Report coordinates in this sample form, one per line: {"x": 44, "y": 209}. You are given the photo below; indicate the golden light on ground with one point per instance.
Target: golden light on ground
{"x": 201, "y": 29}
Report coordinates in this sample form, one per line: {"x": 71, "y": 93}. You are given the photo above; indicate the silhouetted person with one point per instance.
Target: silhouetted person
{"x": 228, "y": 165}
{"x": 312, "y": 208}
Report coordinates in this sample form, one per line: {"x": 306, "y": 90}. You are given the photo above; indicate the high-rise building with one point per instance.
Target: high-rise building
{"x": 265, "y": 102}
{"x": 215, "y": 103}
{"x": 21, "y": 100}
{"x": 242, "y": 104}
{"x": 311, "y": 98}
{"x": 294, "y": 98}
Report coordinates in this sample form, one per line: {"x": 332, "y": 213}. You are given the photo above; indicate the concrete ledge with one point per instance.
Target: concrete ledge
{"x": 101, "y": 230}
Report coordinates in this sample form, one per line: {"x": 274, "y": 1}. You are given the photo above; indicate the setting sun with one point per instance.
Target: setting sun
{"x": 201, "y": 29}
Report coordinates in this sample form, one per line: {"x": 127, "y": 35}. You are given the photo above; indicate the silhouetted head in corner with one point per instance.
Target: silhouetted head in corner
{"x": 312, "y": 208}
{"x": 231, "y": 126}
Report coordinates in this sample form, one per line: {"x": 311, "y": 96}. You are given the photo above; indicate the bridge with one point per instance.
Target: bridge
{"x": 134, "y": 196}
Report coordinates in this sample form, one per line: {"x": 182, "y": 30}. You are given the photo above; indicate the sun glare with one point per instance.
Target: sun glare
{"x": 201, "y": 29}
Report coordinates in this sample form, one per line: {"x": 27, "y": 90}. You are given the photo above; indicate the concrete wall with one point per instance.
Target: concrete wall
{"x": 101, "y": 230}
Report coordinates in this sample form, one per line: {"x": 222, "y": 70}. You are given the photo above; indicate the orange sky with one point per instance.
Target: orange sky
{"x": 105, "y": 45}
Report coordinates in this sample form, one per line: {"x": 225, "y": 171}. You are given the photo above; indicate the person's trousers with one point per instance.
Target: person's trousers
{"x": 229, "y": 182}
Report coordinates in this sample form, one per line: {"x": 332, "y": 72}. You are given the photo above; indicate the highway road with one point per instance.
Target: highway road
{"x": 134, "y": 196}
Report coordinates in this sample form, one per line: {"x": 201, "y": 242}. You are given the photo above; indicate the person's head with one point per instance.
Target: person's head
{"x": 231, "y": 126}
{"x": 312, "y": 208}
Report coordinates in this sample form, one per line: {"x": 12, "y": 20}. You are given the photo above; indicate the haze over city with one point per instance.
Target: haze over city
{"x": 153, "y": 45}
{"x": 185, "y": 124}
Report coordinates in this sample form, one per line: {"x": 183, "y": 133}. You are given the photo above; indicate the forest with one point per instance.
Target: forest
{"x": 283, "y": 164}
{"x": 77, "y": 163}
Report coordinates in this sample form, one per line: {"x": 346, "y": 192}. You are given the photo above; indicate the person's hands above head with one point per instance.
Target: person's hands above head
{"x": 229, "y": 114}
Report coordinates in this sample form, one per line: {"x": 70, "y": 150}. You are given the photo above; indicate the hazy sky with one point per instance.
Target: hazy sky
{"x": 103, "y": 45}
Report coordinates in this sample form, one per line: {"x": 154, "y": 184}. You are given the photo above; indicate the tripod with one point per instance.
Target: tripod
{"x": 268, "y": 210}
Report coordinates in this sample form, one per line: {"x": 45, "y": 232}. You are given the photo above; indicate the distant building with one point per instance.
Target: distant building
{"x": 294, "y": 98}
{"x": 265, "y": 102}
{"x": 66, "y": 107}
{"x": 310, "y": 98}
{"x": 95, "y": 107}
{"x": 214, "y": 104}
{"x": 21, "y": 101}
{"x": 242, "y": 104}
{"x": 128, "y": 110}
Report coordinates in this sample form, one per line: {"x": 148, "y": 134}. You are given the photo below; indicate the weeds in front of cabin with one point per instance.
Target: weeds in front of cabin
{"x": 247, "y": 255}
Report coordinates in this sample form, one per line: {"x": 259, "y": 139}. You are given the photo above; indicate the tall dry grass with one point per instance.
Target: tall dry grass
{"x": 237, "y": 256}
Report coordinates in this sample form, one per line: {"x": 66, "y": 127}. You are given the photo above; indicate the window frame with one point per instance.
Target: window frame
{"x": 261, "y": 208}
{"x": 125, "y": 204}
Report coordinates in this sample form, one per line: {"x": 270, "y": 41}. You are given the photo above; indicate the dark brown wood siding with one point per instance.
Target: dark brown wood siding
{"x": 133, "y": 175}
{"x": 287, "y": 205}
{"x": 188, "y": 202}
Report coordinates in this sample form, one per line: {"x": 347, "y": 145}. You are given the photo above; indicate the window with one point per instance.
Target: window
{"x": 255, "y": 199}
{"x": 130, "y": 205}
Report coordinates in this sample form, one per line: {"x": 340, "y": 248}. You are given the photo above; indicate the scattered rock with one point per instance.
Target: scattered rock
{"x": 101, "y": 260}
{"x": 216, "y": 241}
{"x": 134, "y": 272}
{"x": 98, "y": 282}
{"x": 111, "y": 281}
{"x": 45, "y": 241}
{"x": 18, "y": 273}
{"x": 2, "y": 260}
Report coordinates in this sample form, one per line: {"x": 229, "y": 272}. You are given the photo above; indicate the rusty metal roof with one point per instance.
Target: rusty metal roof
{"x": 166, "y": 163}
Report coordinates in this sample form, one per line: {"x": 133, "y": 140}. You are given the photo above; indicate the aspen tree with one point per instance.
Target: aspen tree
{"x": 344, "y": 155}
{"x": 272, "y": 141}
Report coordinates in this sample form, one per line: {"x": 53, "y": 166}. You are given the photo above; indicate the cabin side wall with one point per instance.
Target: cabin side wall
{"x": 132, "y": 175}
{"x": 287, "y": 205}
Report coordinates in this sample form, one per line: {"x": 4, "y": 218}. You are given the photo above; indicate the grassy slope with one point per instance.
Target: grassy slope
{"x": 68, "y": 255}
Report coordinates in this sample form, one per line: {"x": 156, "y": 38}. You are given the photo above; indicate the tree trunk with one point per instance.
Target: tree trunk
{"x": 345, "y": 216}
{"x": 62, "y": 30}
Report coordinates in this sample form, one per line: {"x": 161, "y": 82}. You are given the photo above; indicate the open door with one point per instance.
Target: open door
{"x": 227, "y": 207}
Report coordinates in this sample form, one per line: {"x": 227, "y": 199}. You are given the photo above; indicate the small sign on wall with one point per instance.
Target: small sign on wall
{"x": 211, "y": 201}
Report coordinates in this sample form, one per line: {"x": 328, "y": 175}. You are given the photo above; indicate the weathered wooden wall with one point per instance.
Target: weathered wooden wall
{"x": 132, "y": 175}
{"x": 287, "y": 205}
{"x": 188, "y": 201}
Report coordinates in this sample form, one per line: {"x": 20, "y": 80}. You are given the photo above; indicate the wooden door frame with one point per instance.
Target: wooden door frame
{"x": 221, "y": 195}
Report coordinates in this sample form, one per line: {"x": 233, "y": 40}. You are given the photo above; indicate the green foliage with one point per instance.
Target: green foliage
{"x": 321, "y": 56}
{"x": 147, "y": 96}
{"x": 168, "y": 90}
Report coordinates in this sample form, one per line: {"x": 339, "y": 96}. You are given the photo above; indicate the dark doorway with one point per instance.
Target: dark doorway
=====
-- Work instruction --
Every line of the listing is to be transcribed exactly.

-- Task response --
Report coordinates in this sample form, one per line: {"x": 44, "y": 209}. You are given the photo below; indicate the golden light on ground with one point per instance.
Target: golden light on ground
{"x": 201, "y": 29}
Report coordinates in this sample form, one per line: {"x": 71, "y": 93}. You are given the photo above; indicate the silhouetted person with one point per instance.
Target: silhouetted person
{"x": 228, "y": 165}
{"x": 312, "y": 208}
Report coordinates in this sample form, one per line: {"x": 306, "y": 90}. You are given the photo above; indicate the high-rise building with one point per instance.
Target: high-rise building
{"x": 265, "y": 102}
{"x": 215, "y": 103}
{"x": 21, "y": 100}
{"x": 242, "y": 104}
{"x": 311, "y": 98}
{"x": 294, "y": 98}
Report coordinates in this sample form, one per line: {"x": 332, "y": 213}. You are given the photo above; indicate the concrete ledge with one point per instance.
Target: concrete ledge
{"x": 101, "y": 230}
Report coordinates in this sample form, one per line: {"x": 274, "y": 1}. You are given the photo above; indicate the setting sun with one point per instance.
Target: setting sun
{"x": 201, "y": 29}
Report coordinates in this sample form, one per line: {"x": 127, "y": 35}. You are given the photo above; indicate the silhouetted head in corner with one point per instance.
Target: silhouetted head in corner
{"x": 312, "y": 208}
{"x": 231, "y": 126}
Report coordinates in this sample form, one per line: {"x": 311, "y": 96}. You are given the photo above; indicate the bridge with one point per instance.
Target: bridge
{"x": 134, "y": 196}
Report coordinates in this sample form, one per line: {"x": 182, "y": 30}. You are given the photo above; indicate the sun glare with one point per instance.
Target: sun glare
{"x": 201, "y": 29}
Report coordinates in this sample form, one per line: {"x": 27, "y": 90}. You are given the photo above; indicate the concrete wall with one point per instance.
Target: concrete wall
{"x": 101, "y": 230}
Report coordinates in this sample form, one per line: {"x": 222, "y": 70}. You are given the photo above; indicate the orange sky with one point per instance.
Target: orange sky
{"x": 105, "y": 45}
Report coordinates in this sample form, one per line: {"x": 225, "y": 171}. You are given the photo above; indicate the person's trousers with one point per instance.
Target: person's trousers
{"x": 229, "y": 182}
Report coordinates in this sample form, one per line: {"x": 332, "y": 72}. You are given the photo above; indicate the highway road with one point per instance.
Target: highway road
{"x": 134, "y": 196}
Report coordinates in this sample form, one per line: {"x": 201, "y": 242}. You are given the photo above; indicate the person's head with one point per instance.
Target: person's head
{"x": 231, "y": 126}
{"x": 312, "y": 208}
Report coordinates in this sample form, one per line: {"x": 12, "y": 20}. You are given the photo above; indicate the haze over city with one point per instance.
Target: haze over city
{"x": 153, "y": 45}
{"x": 185, "y": 124}
Report coordinates in this sample form, one per line: {"x": 183, "y": 133}. You are given the photo above; indicate the forest with one point per instance.
Target: forest
{"x": 283, "y": 164}
{"x": 77, "y": 163}
Report coordinates in this sample form, one per line: {"x": 346, "y": 192}. You are given the photo above; indicate the person's hands above head with one point per instance.
Target: person's hands above head
{"x": 229, "y": 114}
Report coordinates in this sample form, one per line: {"x": 70, "y": 150}. You are given the photo above; indicate the hazy sky with one point per instance.
Target: hazy sky
{"x": 103, "y": 45}
Report coordinates in this sample form, one per line: {"x": 154, "y": 184}. You are given the photo above; indicate the tripod with one point per instance.
Target: tripod
{"x": 268, "y": 210}
Report coordinates in this sample form, one per line: {"x": 45, "y": 232}. You are given the photo above; indicate the distant building with one point per instance.
Target: distant building
{"x": 294, "y": 98}
{"x": 265, "y": 102}
{"x": 66, "y": 107}
{"x": 310, "y": 98}
{"x": 95, "y": 107}
{"x": 214, "y": 104}
{"x": 21, "y": 101}
{"x": 242, "y": 104}
{"x": 128, "y": 110}
Report coordinates in this sample form, one per line: {"x": 148, "y": 134}. You are given the photo below; indicate the weeds in front of cabin with one point per instance.
Target: weeds in front of cabin
{"x": 247, "y": 255}
Report coordinates in this sample form, one per line: {"x": 259, "y": 139}. You are given the photo above; indicate the tall dry grass with one point per instance.
Target: tall dry grass
{"x": 237, "y": 256}
Report coordinates in this sample form, one per line: {"x": 66, "y": 127}. You are given the photo above; indicate the window frame with one point per instance.
Target: window frame
{"x": 261, "y": 208}
{"x": 125, "y": 204}
Report coordinates in this sample form, one per line: {"x": 270, "y": 41}. You are given the photo above; indicate the dark brown wood siding with one point per instance.
Target: dark brown wood siding
{"x": 133, "y": 175}
{"x": 287, "y": 205}
{"x": 188, "y": 202}
Report coordinates in this sample form, one per line: {"x": 347, "y": 145}. You are given the photo above; indicate the window with one point per instance.
Target: window
{"x": 255, "y": 199}
{"x": 130, "y": 205}
Report coordinates in this sample form, one per line: {"x": 340, "y": 248}. You are given the photo above; indicate the scattered rock with one point per instance.
Target: scattered rock
{"x": 101, "y": 260}
{"x": 216, "y": 241}
{"x": 134, "y": 272}
{"x": 98, "y": 282}
{"x": 111, "y": 281}
{"x": 45, "y": 241}
{"x": 18, "y": 273}
{"x": 2, "y": 260}
Report coordinates in this sample form, one per line: {"x": 229, "y": 272}. You are given the photo above; indicate the rusty metal roof with one point per instance.
Target: rusty metal roof
{"x": 166, "y": 163}
Report coordinates in this sample form, one per line: {"x": 133, "y": 140}. You are given the photo above; indicate the aspen tree with one point per instance.
Target: aspen tree
{"x": 344, "y": 155}
{"x": 272, "y": 141}
Report coordinates in this sample form, one per line: {"x": 53, "y": 166}. You are given the photo above; indicate the cabin side wall with one point per instance.
Target: cabin side wall
{"x": 132, "y": 175}
{"x": 287, "y": 205}
Report coordinates in this sample form, one per line: {"x": 4, "y": 218}. You are given the photo above; indicate the grassy slope with one point per instance.
Target: grassy slope
{"x": 68, "y": 255}
Report coordinates in this sample form, one per line: {"x": 156, "y": 38}. You are given the photo above; indicate the tree trunk with one point per instance.
Target: tree trunk
{"x": 345, "y": 216}
{"x": 62, "y": 30}
Report coordinates in this sample form, one per line: {"x": 161, "y": 82}. You are given the photo above; indicate the open door with one point per instance.
Target: open door
{"x": 227, "y": 207}
Report coordinates in this sample form, one per line: {"x": 227, "y": 199}. You are given the photo above; indicate the small sign on wall with one point per instance.
Target: small sign on wall
{"x": 211, "y": 201}
Report coordinates in this sample form, one per line: {"x": 328, "y": 175}. You are given the photo above; indicate the weathered wooden wall with one point per instance.
Target: weathered wooden wall
{"x": 132, "y": 175}
{"x": 287, "y": 205}
{"x": 188, "y": 201}
Report coordinates in this sample form, one per line: {"x": 20, "y": 80}. You are given the photo above; indicate the wooden door frame with one point per instance.
Target: wooden door frame
{"x": 221, "y": 195}
Report coordinates in this sample form, one per line: {"x": 233, "y": 40}. You are given the photo above; indicate the green foliage with one point per instance.
Target: green foliage
{"x": 321, "y": 56}
{"x": 147, "y": 96}
{"x": 168, "y": 90}
Report coordinates in this sample form, one per line: {"x": 339, "y": 96}. You are given the photo above; indicate the dark doorway with one point per instance.
Target: dark doorway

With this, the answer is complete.